• _GIVEN REQUEST_
List every line of the material below that contains the word "steps", copying each line in full.

• _EXERCISE MATERIALS_

■ ■ ■ ■

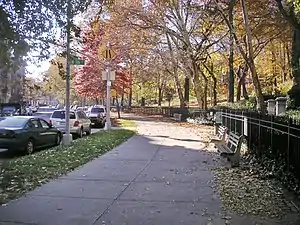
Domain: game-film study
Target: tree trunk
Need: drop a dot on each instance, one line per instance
(160, 96)
(205, 90)
(175, 74)
(259, 97)
(214, 102)
(122, 99)
(244, 89)
(179, 91)
(294, 93)
(118, 107)
(231, 53)
(288, 58)
(198, 92)
(239, 85)
(187, 90)
(283, 62)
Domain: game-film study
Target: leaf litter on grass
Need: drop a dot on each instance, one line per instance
(244, 193)
(23, 174)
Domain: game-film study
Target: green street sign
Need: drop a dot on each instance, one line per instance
(78, 62)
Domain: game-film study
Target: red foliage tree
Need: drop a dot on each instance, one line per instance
(88, 80)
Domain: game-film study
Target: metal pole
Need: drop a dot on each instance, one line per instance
(108, 84)
(67, 137)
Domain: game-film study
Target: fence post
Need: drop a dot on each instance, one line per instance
(259, 132)
(288, 147)
(242, 124)
(235, 118)
(272, 123)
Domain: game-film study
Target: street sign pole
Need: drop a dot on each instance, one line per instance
(108, 85)
(67, 137)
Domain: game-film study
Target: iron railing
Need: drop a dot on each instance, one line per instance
(275, 137)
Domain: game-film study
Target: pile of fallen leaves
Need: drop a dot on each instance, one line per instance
(22, 174)
(267, 168)
(243, 191)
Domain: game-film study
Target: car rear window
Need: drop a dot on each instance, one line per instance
(46, 109)
(13, 122)
(62, 115)
(97, 110)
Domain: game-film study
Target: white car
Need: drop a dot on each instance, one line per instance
(101, 109)
(79, 122)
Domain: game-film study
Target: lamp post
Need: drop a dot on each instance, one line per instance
(67, 137)
(108, 85)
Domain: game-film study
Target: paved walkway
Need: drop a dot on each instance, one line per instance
(156, 178)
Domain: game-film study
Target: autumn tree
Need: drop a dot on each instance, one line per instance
(88, 80)
(290, 10)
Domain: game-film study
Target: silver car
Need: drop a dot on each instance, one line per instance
(79, 122)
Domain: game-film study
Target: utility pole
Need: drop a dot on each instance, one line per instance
(108, 85)
(67, 138)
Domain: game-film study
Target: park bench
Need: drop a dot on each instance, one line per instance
(221, 134)
(232, 149)
(176, 116)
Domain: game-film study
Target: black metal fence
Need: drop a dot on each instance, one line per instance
(275, 137)
(170, 111)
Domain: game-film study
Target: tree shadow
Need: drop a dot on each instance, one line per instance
(182, 139)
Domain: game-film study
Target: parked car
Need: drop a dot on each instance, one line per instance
(43, 115)
(97, 116)
(26, 133)
(79, 122)
(46, 109)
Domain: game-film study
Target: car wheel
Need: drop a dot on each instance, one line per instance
(102, 125)
(29, 146)
(89, 131)
(58, 139)
(80, 134)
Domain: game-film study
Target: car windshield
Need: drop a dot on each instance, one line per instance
(46, 109)
(42, 114)
(9, 108)
(13, 122)
(97, 110)
(62, 115)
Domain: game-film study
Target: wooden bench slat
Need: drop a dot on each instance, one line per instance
(232, 149)
(220, 137)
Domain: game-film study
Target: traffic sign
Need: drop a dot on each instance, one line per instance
(76, 61)
(107, 52)
(112, 75)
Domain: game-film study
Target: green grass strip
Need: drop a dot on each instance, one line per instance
(22, 174)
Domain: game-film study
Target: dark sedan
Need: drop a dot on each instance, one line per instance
(27, 133)
(43, 115)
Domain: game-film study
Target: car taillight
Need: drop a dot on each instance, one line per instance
(11, 134)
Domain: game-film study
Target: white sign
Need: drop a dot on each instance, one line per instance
(104, 75)
(112, 75)
(245, 126)
(218, 118)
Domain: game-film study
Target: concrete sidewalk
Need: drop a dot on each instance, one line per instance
(157, 177)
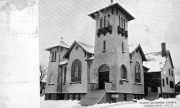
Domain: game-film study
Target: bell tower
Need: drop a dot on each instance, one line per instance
(111, 46)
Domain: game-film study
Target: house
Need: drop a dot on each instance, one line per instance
(110, 71)
(160, 78)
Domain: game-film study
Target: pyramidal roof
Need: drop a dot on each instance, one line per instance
(61, 44)
(116, 5)
(155, 61)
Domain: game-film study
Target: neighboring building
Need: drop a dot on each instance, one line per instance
(160, 78)
(177, 88)
(110, 71)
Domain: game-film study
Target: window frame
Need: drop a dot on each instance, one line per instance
(163, 82)
(105, 21)
(123, 47)
(104, 45)
(76, 76)
(51, 81)
(123, 71)
(167, 80)
(137, 73)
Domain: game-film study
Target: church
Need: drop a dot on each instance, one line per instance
(110, 71)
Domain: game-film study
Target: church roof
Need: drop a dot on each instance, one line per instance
(155, 61)
(61, 44)
(88, 48)
(85, 47)
(130, 17)
(134, 47)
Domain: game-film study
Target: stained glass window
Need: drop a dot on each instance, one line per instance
(123, 72)
(76, 71)
(137, 73)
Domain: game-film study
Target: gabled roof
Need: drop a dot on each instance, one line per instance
(85, 47)
(178, 84)
(133, 48)
(130, 17)
(156, 62)
(61, 44)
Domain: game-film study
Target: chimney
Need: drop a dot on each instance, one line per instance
(163, 46)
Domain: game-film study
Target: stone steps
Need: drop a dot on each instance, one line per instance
(92, 98)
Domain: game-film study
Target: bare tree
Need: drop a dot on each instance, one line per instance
(43, 72)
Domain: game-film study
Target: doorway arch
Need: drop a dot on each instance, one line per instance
(103, 76)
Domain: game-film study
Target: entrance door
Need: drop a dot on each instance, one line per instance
(103, 76)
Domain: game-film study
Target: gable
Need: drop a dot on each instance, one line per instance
(86, 48)
(137, 48)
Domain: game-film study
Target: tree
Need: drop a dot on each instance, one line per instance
(43, 72)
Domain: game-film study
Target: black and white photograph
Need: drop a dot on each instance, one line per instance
(90, 54)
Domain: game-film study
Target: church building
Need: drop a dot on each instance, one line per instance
(110, 71)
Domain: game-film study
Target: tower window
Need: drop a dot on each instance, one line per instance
(124, 24)
(65, 70)
(163, 82)
(123, 72)
(101, 23)
(119, 21)
(51, 78)
(104, 45)
(137, 73)
(122, 47)
(53, 56)
(171, 84)
(108, 20)
(76, 71)
(104, 21)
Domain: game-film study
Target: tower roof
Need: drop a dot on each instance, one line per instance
(61, 44)
(130, 17)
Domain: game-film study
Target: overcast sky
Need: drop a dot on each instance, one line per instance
(155, 22)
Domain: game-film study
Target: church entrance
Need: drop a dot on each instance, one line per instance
(103, 76)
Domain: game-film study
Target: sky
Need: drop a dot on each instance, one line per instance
(155, 22)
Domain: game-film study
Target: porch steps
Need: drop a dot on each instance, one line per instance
(92, 98)
(152, 96)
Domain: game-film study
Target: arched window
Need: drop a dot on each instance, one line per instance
(103, 68)
(51, 78)
(123, 72)
(76, 71)
(108, 20)
(104, 21)
(101, 20)
(137, 73)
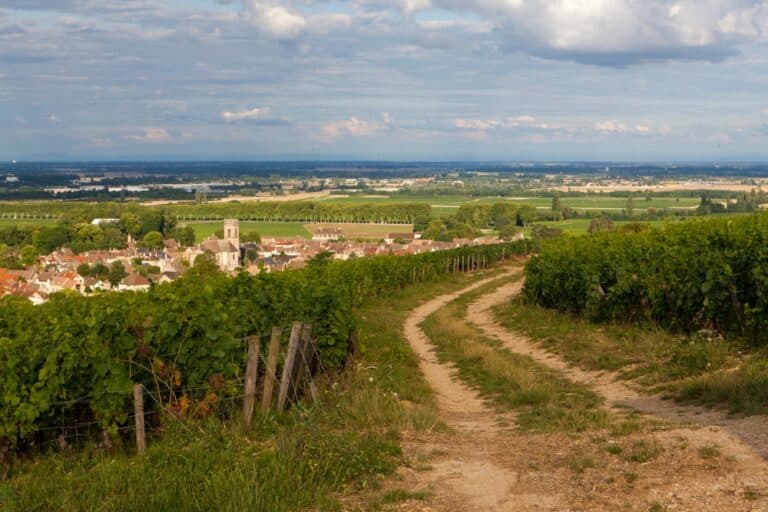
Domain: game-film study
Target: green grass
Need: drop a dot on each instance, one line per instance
(371, 231)
(204, 230)
(691, 369)
(581, 226)
(544, 399)
(301, 460)
(742, 391)
(447, 204)
(5, 223)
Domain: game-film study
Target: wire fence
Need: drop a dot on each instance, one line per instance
(168, 402)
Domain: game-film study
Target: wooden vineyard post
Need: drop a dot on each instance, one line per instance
(270, 377)
(290, 361)
(138, 410)
(303, 359)
(250, 380)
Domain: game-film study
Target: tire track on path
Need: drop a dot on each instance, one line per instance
(745, 438)
(469, 474)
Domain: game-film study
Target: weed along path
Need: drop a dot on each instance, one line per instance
(466, 473)
(526, 436)
(743, 437)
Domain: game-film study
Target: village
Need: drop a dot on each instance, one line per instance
(137, 268)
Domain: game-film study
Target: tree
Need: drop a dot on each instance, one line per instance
(251, 236)
(84, 269)
(100, 271)
(321, 259)
(556, 205)
(28, 255)
(600, 224)
(130, 225)
(420, 223)
(153, 240)
(116, 273)
(508, 231)
(525, 215)
(184, 235)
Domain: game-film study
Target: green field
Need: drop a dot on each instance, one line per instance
(5, 223)
(204, 230)
(448, 204)
(580, 226)
(366, 230)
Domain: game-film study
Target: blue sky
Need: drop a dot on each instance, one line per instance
(373, 79)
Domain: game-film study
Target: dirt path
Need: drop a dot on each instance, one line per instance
(468, 477)
(486, 464)
(728, 432)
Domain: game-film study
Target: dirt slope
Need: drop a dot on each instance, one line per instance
(735, 433)
(485, 464)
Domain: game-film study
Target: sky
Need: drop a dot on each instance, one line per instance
(511, 80)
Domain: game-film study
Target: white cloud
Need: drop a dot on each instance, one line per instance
(508, 122)
(152, 135)
(641, 128)
(410, 6)
(247, 115)
(620, 32)
(274, 20)
(476, 124)
(355, 127)
(101, 142)
(610, 126)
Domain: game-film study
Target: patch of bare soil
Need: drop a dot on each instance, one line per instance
(485, 464)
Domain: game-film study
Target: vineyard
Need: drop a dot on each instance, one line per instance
(706, 274)
(74, 360)
(298, 211)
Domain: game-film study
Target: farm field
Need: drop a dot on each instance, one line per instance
(17, 222)
(365, 230)
(580, 226)
(204, 230)
(448, 204)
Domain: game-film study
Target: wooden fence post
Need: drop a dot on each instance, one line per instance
(270, 377)
(303, 356)
(138, 410)
(250, 379)
(290, 360)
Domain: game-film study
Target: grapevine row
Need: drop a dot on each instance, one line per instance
(703, 274)
(187, 334)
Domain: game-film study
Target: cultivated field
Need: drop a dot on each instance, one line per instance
(448, 204)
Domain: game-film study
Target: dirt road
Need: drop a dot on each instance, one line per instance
(486, 464)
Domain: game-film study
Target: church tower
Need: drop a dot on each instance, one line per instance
(232, 232)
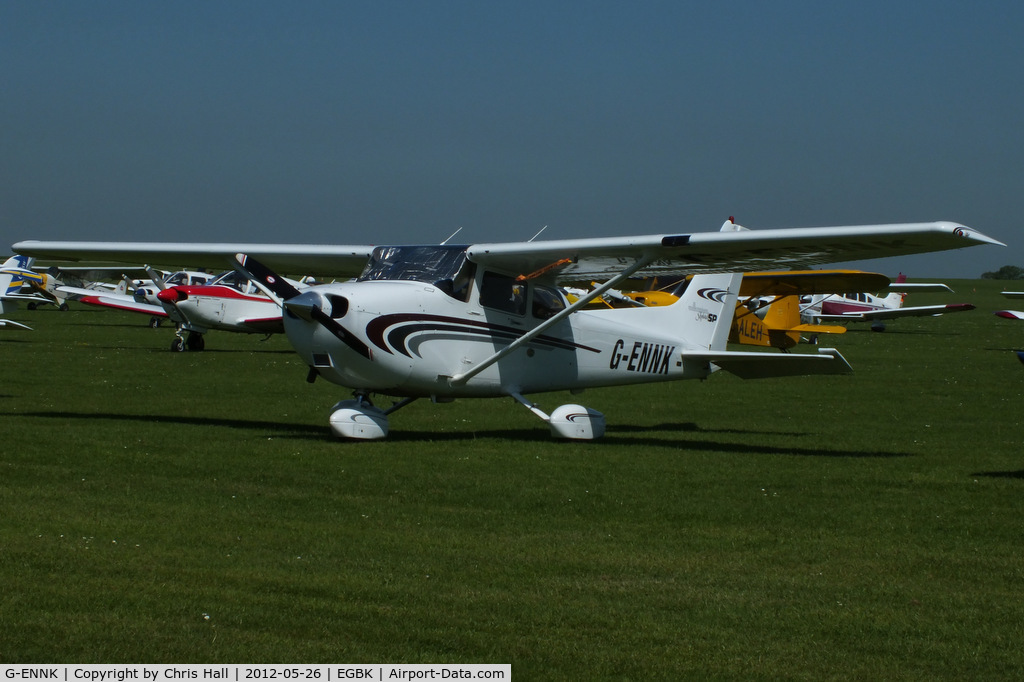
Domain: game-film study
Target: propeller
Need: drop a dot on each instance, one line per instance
(306, 305)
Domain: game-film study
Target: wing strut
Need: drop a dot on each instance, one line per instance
(461, 379)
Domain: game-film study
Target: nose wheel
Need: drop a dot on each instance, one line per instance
(187, 341)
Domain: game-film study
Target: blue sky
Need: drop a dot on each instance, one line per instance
(399, 122)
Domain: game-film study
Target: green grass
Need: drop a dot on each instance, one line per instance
(160, 507)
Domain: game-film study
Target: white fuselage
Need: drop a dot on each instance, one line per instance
(419, 337)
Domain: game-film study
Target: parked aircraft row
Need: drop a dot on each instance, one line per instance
(491, 320)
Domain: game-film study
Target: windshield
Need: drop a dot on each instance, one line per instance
(432, 264)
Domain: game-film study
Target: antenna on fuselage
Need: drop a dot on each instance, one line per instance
(451, 236)
(538, 235)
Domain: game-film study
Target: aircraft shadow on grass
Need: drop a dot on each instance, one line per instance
(1000, 474)
(621, 436)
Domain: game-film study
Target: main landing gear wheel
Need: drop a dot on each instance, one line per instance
(358, 420)
(194, 341)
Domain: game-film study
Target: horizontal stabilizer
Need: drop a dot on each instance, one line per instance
(819, 329)
(893, 313)
(764, 366)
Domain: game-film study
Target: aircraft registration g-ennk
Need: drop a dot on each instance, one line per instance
(488, 321)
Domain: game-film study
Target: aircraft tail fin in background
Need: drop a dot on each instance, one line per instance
(708, 305)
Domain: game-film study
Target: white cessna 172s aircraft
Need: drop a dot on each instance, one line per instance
(488, 321)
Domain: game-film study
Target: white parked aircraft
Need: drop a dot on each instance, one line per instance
(228, 302)
(487, 320)
(876, 307)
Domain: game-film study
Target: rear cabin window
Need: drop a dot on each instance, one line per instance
(502, 292)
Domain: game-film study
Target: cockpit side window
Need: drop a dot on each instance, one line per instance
(547, 302)
(502, 292)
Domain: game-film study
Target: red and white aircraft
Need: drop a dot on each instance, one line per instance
(488, 321)
(228, 302)
(875, 307)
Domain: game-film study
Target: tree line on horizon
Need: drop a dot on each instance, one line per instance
(1005, 272)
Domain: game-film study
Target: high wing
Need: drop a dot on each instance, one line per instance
(325, 260)
(798, 283)
(892, 313)
(741, 250)
(914, 287)
(725, 251)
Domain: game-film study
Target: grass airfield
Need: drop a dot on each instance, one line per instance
(163, 507)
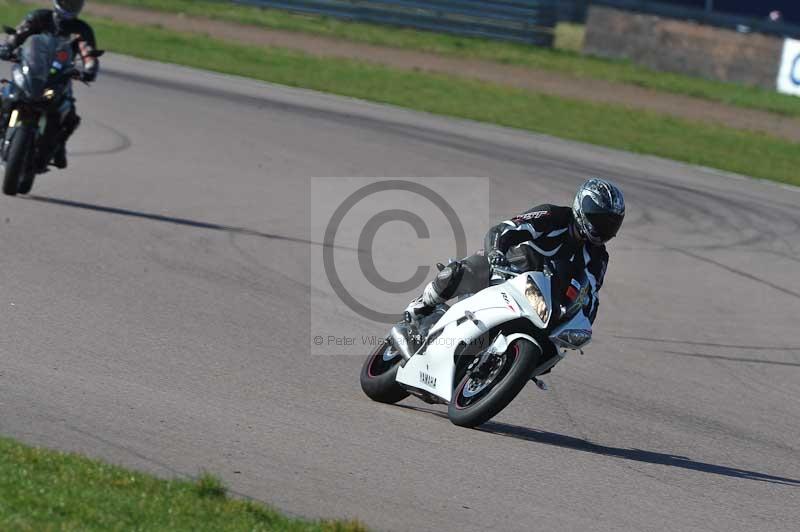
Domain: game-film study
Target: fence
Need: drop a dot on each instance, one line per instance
(704, 16)
(526, 21)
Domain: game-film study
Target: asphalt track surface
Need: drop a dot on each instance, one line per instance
(156, 302)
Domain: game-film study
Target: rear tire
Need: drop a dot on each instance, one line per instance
(378, 376)
(26, 183)
(521, 359)
(16, 161)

■ ■ ■ ■

• _OUTPUT OF THE EXERCISE_
Target: stone steps
Target: porch steps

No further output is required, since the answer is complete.